* The request
Count the lines in the records below that contain the string "hand", matching case exactly. Reply with the number alone.

** BEGIN The input **

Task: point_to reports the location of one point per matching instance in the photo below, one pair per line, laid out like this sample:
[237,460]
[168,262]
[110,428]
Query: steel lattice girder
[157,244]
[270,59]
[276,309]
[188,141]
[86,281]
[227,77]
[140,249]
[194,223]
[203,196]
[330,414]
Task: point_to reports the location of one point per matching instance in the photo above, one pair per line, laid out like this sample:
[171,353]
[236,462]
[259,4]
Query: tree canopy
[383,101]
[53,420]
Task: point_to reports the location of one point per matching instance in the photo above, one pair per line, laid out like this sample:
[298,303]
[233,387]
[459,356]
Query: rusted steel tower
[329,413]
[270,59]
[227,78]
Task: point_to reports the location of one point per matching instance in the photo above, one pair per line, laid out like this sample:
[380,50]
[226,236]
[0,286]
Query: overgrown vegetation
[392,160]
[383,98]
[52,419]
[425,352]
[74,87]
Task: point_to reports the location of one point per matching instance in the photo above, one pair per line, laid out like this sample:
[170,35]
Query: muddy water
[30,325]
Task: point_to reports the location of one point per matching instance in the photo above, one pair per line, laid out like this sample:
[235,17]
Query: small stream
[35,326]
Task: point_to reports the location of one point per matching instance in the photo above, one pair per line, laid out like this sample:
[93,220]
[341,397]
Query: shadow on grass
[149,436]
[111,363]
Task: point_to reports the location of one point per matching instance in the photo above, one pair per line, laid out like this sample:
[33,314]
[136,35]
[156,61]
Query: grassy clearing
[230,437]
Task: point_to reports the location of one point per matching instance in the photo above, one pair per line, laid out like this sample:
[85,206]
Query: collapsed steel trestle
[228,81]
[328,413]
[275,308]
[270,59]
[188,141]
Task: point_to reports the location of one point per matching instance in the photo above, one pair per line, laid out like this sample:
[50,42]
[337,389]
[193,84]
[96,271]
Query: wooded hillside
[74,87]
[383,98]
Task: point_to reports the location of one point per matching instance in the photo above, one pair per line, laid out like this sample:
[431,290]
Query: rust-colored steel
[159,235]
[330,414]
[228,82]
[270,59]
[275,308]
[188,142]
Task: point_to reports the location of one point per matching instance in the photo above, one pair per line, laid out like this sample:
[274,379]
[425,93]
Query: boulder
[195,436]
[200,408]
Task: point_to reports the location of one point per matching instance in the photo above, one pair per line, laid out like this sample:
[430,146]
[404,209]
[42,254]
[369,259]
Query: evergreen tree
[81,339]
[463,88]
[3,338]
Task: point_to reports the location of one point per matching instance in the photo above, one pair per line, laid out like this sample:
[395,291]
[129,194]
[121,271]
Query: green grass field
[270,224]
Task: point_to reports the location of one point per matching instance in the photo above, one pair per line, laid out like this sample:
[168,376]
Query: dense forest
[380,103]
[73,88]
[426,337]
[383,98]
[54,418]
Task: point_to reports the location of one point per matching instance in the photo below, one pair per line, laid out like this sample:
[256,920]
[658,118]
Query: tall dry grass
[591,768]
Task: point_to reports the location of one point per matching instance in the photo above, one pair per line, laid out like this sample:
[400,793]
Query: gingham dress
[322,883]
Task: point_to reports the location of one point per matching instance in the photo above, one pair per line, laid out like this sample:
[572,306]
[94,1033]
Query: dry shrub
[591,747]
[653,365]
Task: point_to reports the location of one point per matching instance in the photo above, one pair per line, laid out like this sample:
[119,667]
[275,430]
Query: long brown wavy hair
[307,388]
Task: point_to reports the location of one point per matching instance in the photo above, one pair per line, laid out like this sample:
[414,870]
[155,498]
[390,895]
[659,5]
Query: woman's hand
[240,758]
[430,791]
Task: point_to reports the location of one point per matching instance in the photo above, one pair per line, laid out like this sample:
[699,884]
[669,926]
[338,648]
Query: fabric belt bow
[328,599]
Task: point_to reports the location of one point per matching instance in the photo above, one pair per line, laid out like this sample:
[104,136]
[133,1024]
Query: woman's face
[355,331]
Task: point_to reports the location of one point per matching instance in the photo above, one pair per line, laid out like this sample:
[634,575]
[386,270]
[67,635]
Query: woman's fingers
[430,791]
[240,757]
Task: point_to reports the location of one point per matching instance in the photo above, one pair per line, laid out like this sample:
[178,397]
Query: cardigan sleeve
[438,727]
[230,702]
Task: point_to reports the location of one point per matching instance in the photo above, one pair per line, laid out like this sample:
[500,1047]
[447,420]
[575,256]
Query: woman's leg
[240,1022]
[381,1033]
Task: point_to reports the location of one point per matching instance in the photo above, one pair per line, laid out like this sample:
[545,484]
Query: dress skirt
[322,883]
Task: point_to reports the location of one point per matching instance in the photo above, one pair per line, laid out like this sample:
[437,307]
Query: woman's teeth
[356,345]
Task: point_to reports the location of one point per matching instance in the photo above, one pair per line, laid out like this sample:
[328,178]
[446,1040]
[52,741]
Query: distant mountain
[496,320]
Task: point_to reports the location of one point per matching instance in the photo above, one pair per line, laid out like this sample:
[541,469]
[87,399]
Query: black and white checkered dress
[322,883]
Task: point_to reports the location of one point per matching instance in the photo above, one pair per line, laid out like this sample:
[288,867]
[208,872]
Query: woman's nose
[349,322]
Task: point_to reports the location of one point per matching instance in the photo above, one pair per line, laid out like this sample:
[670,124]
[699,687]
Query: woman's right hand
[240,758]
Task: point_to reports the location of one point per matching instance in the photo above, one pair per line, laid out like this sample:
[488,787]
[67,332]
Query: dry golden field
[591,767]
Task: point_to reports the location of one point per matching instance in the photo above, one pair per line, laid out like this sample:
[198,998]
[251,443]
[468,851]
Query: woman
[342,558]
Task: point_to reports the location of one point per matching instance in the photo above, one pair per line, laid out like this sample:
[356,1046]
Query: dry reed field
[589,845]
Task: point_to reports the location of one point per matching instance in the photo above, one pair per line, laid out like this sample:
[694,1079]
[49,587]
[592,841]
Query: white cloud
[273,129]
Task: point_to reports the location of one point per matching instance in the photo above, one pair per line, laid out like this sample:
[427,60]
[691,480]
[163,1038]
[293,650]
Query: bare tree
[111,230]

** END The input **

* Solution below
2